*任务说明:* 请把讲检查点源码的摘录中从“4.AbstractStreamOperator”起到“timestamp, CheckpointOptions checkpointOptions)”止的这一段原样打印出来。

··· 摘录

2.checkpointingOperation

 CheckpointingOperation

 void executeCheckpointing(){

 ……

 for (StreamOperator<?> op : allOperators) {

    checkpointStreamOperator(op);

 }

 ……

 }

 void checkpointStreamOperator(StreamOperator<?> op)

        ……

        op.snapshotState(

        checkpointMetaData.getCheckpointId(),

        checkpointMetaData.getTimestamp(),

        checkpointOptions)

        ……

这个类中，直接对streamTask中传入的每一个operator调用其snapshotState方法。

那就再看Operator的基类。

3.StreamOperator

 StreamOperator

 OperatorSnapshotResult snapshotState(

    long checkpointId,

    long timestamp,

    CheckpointOptions checkpointOptions)

 void initializeState(OperatorSubtaskState stateHandles)

 void notifyOfCompletedCheckpoint(long checkpointId)

StreamOperator是一个接口，其中包含了这三个接口，意味着继承它的Operator都必须实现这几个方法。

4.AbstractStreamOperator

 AbstractStreamOperator

 Final OperatorSnapshotResult snapshotState(long checkpointId, long timestamp, CheckpointOptions checkpointOptions)

        ……

       snapshotState(snapshotContext);

        ……

        if (null != operatorStateBackend) {

            snapshotInProgress.setOperatorStateManagedFuture(

            operatorStateBackend.snapshot(checkpointId, timestamp, factory,              checkpointOptions));

        }

        if (null != keyedStateBackend) {

            snapshotInProgress.setKeyedStateManagedFuture(

            keyedStateBackend.snapshot(checkpointId, timestamp, factory, checkpointOptions));

        }

       ……

 void notifyOfCompletedCheckpoint(long checkpointId)

······
··· 数据块

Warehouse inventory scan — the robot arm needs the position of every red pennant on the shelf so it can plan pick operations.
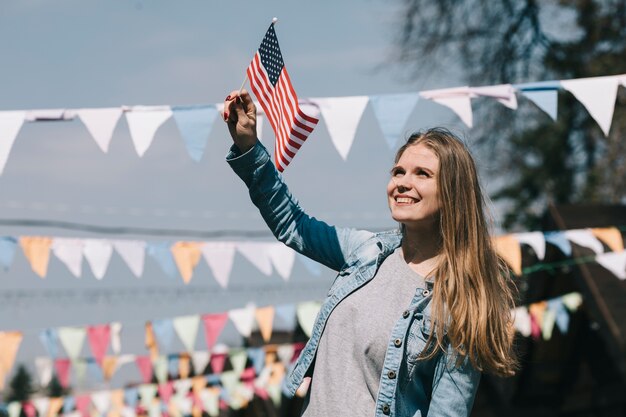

······

*答案:*
4.AbstractStreamOperator

 AbstractStreamOperator

 Final OperatorSnapshotResult snapshotState(long checkpointId, long timestamp, CheckpointOptions checkpointOptions)